— START PAGE TEXT —
Thursday, 29 March 2012

Dharma Toilet

This haiku is my solution to the koan, "Why do I write this blog?"

Zen emphasises no-self, that is, that the sense we have of existing apart from everything else, with distinct interests, is false. There is no you. There is no me. And our refusal to admit that is the source of all evil.

One of the pitfalls of recognising this truth is the tendency of institutional Zen to reject the validity of experience, in the name of subduing the delusion of ego. Since you have no self, you're not allowed to say, "I've done" or "I've seen." Unfortunately this is a misreading of the Buddhic concept of anatta. The only ambiguity in those declarations is the "I"; the experience is real.

Still, like most sangha rats, I feel uneasy raising my voice. First off, if there ain't no me, I feel silly blogging about it. And after that, there's the uncomfortable suspicion that somebody out there is saying, "What business has this guy talking about Zen? He's nobody."

You and me both, crow-meat.

So that's why I write this blog. Because it's what I do.

I reverently request all sentient beings reject it, pending corroboration.

Deep bow.

(PS: Aren't you glad I didn't think of "Dharma Toilet" when I was naming this blog?)

Saturday, 17 March 2012

Works in Progress


Monkey-typing
I'm currently writing three books, any one of which is likely to show up on this blog from time to time. For the benefit of readers who encounter them, these books are:

100 Days on the Mountain. There's an ancient Zen tradition, called A Hundred Days on the Mountain, of retreating to a mountain and meditating for a hundred days. Almost no-one does this anymore; the only teacher I know from the last many centuries who did was Seung Sahn, who sat his hundred days on a Korean mountain in 1948. Taking my inspiration from his story, I set out to do it myself on the other side of the North Pacific. 100 Days on the Mountain is my account of that experience.
— END PAGE TEXT —
— START DATA EXCERPTS —
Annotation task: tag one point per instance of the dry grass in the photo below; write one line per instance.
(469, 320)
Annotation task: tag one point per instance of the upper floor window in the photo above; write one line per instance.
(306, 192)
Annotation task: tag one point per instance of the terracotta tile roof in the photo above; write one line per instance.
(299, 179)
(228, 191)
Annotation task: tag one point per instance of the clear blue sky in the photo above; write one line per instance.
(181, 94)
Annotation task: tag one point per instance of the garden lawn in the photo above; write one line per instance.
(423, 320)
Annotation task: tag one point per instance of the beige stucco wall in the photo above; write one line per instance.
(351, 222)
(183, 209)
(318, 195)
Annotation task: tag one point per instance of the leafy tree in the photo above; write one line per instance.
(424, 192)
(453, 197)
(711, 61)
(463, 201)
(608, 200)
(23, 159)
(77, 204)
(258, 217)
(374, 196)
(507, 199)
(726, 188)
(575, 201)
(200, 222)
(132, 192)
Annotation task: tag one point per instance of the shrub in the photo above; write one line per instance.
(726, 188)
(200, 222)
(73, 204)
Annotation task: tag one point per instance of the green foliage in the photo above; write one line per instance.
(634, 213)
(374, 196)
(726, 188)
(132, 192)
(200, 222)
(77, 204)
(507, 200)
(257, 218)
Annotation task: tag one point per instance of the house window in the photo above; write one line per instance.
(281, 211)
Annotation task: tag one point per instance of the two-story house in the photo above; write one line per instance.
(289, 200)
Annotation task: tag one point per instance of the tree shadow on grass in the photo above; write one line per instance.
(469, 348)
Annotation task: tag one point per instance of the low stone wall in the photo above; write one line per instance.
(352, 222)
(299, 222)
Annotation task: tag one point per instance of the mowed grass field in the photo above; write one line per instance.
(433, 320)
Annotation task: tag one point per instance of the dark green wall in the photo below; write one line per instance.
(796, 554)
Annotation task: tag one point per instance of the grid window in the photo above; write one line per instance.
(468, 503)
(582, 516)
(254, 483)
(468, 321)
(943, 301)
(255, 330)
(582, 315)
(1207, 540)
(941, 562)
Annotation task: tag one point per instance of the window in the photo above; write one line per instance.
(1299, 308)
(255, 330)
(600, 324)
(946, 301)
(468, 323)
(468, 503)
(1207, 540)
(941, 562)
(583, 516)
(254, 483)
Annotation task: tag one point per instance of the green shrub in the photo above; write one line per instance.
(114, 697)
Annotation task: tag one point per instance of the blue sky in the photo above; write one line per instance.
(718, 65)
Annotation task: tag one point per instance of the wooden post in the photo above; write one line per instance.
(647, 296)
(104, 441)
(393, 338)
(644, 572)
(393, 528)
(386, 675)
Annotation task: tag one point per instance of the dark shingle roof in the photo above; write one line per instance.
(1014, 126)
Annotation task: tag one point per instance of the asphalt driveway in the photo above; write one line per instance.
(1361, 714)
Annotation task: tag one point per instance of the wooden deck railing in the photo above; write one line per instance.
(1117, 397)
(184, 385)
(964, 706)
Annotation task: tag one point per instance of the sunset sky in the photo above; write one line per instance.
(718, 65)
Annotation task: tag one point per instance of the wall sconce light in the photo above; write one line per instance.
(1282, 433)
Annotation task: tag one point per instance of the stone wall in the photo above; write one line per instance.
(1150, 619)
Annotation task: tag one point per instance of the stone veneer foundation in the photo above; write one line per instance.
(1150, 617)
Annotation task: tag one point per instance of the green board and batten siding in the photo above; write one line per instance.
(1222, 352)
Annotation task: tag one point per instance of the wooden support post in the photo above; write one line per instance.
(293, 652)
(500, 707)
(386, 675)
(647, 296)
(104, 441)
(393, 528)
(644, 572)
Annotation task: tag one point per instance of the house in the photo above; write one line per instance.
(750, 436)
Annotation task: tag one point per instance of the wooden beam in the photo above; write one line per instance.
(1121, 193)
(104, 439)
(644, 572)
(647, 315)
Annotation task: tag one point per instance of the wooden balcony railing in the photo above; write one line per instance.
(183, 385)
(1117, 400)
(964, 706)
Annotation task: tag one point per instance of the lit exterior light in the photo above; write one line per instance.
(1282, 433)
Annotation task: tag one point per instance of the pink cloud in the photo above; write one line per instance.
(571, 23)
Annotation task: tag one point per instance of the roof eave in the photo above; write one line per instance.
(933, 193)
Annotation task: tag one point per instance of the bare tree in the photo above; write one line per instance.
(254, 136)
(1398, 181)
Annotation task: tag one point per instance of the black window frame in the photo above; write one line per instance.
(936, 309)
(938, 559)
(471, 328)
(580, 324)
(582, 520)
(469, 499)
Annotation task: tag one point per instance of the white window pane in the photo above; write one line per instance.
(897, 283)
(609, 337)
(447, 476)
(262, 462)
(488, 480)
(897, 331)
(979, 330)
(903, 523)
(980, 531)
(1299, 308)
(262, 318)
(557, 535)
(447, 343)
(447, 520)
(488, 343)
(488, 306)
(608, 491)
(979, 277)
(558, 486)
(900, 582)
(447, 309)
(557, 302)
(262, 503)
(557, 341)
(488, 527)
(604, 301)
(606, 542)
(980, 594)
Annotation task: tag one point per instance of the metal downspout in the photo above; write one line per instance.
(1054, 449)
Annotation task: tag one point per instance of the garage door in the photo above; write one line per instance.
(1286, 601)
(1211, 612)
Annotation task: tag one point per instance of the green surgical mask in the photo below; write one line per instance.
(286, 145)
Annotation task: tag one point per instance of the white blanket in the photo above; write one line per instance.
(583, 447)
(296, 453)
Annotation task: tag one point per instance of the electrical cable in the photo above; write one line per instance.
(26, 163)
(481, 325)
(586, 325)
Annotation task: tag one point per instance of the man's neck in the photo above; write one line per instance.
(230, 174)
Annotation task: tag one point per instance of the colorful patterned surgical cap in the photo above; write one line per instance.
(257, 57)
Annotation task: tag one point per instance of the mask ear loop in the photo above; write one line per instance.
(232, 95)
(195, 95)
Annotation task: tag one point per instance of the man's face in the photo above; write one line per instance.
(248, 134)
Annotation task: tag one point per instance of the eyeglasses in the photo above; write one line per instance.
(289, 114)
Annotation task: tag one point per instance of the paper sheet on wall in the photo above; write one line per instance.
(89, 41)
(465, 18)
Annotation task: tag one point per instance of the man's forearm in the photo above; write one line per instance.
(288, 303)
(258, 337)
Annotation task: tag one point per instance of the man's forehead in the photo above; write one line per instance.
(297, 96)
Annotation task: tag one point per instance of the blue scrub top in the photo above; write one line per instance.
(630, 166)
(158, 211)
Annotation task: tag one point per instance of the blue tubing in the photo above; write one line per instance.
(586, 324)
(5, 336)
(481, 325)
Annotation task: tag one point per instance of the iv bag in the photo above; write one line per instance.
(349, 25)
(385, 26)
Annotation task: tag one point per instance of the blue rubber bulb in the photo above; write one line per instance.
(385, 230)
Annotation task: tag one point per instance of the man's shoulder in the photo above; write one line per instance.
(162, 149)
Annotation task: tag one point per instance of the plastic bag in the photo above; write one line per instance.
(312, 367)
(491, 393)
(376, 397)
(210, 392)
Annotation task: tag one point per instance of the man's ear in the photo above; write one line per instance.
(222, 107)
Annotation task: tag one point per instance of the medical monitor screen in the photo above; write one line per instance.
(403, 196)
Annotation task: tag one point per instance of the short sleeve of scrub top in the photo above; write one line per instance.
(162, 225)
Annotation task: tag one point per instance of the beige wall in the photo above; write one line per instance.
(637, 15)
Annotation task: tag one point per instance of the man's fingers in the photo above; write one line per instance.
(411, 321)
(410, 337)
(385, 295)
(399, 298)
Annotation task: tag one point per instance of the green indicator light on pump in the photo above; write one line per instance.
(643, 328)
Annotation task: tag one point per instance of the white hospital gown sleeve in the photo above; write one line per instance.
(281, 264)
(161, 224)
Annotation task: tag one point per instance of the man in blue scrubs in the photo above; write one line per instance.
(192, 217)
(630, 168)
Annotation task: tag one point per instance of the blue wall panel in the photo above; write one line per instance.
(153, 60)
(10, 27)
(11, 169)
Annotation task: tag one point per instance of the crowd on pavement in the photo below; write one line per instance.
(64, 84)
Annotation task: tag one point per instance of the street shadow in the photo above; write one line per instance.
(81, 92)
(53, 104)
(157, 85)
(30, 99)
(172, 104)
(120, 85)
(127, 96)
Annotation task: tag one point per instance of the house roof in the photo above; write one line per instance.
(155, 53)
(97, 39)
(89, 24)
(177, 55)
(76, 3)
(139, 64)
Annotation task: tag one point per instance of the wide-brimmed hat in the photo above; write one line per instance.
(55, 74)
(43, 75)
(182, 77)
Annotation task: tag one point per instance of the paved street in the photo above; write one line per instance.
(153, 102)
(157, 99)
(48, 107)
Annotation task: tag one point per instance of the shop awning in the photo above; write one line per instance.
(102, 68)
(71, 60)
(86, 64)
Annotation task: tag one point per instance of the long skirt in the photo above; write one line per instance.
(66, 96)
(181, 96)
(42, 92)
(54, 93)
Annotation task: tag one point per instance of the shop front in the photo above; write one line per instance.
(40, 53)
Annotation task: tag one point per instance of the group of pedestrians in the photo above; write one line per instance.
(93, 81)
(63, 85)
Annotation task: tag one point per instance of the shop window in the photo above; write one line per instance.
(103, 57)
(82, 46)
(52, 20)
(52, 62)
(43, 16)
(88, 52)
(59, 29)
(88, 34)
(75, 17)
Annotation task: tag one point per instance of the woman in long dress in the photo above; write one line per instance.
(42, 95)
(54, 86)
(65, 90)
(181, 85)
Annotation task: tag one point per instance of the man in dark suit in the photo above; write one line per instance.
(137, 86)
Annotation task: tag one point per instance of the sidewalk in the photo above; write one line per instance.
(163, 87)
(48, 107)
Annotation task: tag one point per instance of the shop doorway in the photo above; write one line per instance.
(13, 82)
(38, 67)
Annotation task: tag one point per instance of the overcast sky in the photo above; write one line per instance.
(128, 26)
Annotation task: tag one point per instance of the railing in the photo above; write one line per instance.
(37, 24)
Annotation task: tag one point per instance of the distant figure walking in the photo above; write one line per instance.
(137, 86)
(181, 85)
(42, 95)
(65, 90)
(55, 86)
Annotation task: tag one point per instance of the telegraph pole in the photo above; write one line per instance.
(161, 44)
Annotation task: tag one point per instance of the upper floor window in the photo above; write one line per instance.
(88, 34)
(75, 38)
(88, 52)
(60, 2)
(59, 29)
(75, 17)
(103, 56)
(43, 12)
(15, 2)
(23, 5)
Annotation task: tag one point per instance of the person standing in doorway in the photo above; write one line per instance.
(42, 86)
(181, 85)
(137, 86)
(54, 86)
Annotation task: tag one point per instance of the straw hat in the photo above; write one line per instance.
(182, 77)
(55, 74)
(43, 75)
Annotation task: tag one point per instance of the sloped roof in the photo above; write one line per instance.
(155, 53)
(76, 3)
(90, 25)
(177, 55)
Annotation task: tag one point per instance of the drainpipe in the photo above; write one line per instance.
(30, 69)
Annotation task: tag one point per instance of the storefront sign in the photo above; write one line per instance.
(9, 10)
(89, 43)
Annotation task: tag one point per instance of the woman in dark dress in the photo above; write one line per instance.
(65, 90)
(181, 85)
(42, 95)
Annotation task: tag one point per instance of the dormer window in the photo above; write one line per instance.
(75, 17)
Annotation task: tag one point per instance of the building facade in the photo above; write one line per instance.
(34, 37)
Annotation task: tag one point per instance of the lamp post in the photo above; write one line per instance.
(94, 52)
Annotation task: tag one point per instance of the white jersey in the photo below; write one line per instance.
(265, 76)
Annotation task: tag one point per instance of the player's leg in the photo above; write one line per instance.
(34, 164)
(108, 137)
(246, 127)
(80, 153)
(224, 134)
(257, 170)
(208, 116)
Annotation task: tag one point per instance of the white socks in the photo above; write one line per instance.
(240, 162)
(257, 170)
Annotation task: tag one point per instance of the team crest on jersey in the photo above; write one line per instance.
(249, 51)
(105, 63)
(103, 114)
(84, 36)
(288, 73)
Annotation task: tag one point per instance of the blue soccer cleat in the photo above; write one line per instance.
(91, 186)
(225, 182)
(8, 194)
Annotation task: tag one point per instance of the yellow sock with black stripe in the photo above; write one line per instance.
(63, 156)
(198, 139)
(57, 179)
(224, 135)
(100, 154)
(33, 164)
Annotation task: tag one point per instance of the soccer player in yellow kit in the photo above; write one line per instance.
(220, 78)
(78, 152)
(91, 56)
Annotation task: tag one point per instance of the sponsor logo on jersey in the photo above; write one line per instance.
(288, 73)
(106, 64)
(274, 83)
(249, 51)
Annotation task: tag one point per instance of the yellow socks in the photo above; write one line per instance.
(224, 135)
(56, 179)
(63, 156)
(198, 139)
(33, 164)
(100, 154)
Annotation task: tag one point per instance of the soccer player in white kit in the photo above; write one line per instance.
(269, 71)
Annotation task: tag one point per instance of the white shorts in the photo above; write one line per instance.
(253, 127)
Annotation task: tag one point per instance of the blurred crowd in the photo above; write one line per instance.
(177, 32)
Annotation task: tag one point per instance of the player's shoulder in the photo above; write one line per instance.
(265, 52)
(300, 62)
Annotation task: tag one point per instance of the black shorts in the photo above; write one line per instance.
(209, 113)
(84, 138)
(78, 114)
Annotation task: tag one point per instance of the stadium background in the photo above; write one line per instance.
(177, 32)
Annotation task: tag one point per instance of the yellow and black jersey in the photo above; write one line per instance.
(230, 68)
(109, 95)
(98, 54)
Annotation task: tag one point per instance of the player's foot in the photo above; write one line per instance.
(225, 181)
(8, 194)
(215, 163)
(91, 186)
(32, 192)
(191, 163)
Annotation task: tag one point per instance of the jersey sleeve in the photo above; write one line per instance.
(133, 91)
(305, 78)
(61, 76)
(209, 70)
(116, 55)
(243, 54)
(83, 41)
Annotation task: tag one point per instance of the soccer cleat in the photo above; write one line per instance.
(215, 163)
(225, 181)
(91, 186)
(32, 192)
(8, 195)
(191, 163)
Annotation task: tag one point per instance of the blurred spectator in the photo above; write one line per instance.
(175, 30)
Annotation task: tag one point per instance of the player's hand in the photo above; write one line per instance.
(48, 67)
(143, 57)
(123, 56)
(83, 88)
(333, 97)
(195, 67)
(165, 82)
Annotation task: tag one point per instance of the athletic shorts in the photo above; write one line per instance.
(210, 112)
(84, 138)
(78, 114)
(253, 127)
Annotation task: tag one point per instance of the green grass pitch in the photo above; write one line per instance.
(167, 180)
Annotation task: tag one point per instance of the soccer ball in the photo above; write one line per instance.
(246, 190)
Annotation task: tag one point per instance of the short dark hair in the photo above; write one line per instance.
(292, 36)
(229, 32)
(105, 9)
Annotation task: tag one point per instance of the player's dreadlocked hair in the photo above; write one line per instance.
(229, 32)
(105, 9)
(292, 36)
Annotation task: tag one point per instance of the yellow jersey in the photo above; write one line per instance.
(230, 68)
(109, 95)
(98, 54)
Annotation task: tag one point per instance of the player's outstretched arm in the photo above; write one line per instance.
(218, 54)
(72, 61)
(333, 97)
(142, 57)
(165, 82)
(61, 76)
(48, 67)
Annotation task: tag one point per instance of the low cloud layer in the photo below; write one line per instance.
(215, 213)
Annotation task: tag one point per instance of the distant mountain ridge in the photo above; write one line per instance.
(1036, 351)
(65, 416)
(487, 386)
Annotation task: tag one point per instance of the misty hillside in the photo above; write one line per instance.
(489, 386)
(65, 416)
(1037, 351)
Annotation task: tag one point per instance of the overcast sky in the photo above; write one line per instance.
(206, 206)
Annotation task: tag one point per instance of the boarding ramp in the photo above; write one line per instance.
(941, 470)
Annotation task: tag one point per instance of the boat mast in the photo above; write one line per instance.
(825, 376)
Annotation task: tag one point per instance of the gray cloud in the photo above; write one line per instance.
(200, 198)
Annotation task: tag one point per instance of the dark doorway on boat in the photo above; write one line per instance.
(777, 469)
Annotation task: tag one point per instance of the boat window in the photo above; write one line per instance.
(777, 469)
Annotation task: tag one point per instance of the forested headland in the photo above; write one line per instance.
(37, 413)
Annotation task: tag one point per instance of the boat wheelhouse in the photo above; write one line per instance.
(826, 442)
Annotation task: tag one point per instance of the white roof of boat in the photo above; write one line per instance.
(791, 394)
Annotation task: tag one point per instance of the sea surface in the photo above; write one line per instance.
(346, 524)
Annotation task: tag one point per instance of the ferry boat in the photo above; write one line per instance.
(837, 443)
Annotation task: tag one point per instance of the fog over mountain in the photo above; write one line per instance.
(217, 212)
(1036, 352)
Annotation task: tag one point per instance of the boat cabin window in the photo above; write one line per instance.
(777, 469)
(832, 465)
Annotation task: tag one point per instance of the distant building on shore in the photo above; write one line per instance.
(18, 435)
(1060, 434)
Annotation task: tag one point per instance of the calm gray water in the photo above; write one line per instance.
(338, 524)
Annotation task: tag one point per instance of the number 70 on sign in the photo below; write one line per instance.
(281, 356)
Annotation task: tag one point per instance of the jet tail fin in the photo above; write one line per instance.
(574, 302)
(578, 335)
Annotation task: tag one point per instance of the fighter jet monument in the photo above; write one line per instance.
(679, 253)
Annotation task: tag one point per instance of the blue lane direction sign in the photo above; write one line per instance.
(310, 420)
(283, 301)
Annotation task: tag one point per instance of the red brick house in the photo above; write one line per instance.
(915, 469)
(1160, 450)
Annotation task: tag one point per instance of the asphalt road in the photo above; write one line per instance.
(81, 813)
— END DATA EXCERPTS —
- PROBLEMS:
1. Check each statement against the blog page above. For each, answer yes or no and quote the exact words of the blog page that settle it.
(a) Seung Sahn sat his hundred days on a Korean mountain in 1948.
(b) The writer is currently working on two books.
(c) The writer named the blog "Dharma Toilet."
2. Gather every line of the records that contains the word "post".

- EXERCISE RESPONSES:
1.
(a) Yes: "who sat his hundred days on a Korean mountain in 1948"
(b) No: "I'm currently writing three books"
(c) No: "Aren't you glad I didn't think of "Dharma Toilet" when I was naming this blog?"

2.
Annotation task: tag one point per instance of the wooden post in the photo above; write one line per instance.
Annotation task: tag one point per instance of the wooden support post in the photo above; write one line per instance.
Annotation task: tag one point per instance of the lamp post in the photo above; write one line per instance.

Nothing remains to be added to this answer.